[START]
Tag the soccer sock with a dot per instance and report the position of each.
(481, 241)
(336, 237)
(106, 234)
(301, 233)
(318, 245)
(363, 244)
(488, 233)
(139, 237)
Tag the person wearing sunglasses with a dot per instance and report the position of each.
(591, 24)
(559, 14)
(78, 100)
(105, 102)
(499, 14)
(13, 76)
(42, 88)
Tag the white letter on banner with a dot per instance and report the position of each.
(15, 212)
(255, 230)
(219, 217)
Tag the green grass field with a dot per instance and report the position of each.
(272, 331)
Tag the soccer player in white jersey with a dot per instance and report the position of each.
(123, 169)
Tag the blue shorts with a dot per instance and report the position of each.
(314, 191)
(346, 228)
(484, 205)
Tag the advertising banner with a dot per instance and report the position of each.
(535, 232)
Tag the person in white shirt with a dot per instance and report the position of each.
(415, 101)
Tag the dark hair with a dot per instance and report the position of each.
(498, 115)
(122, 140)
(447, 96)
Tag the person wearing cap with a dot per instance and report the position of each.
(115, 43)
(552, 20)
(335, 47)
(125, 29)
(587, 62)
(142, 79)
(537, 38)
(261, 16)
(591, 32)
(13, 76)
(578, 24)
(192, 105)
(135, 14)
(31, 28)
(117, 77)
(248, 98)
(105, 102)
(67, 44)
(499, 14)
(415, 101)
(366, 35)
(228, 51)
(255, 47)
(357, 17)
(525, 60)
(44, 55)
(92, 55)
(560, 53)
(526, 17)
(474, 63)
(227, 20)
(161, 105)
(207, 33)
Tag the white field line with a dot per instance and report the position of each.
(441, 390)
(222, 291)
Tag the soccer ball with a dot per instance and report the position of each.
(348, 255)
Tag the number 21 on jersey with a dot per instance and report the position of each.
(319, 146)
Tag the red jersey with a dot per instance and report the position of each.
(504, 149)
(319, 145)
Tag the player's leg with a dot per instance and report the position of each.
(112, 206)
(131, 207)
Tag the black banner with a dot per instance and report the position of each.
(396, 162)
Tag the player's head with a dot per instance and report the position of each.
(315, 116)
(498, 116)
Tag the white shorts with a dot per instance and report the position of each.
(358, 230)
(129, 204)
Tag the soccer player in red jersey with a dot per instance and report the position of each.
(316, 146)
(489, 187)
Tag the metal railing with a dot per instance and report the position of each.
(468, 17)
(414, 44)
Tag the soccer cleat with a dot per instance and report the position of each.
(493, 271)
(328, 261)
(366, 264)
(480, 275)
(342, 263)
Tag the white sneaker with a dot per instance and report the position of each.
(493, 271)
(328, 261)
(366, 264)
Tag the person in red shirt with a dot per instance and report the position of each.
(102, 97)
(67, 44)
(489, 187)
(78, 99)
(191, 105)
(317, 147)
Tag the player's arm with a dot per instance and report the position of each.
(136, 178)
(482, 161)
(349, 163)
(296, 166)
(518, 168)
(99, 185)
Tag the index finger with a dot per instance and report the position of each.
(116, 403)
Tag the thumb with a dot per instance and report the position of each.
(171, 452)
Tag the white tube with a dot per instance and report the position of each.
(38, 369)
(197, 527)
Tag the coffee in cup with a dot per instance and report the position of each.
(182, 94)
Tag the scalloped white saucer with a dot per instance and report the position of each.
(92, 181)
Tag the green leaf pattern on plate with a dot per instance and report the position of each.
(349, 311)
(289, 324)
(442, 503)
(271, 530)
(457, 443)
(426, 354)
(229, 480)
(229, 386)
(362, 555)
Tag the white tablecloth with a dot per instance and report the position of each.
[END]
=== Aim of the task ===
Only the lines from the one containing "Tag the soccer cleat" to the end of the listing belong in the output, each reproduced exactly.

=== Written solution ===
Tag the soccer cleat with a dot per instance and report the position of each.
(493, 271)
(328, 261)
(366, 264)
(480, 275)
(342, 263)
Tag the white sneaker with a dot per instance and report the position of each.
(493, 271)
(328, 261)
(366, 264)
Tag the person in red shirt with a dot per instance and report the position of each.
(102, 97)
(67, 44)
(489, 187)
(78, 99)
(191, 105)
(317, 147)
Tag the player's arm with a dot per instance and report the position of each.
(136, 178)
(482, 161)
(349, 163)
(296, 166)
(518, 168)
(99, 185)
Tag the index finger with a dot per instance and report the position of each.
(116, 403)
Tag the thumb with a dot per instance and report the position of each.
(171, 452)
Tag the white tube with a dot per instance and report the position of each.
(38, 369)
(197, 527)
Tag the coffee in cup with a dot per instance and report the position of each.
(182, 94)
Tag the scalloped white saucer with a dot per instance and report the position of each.
(92, 181)
Tag the green leaf pattern on plate with a dot per instance and report the position of each.
(349, 311)
(289, 324)
(442, 503)
(271, 530)
(457, 443)
(426, 354)
(229, 480)
(229, 386)
(362, 555)
Tag the white tablecloth with a dot per instance and report the position of each.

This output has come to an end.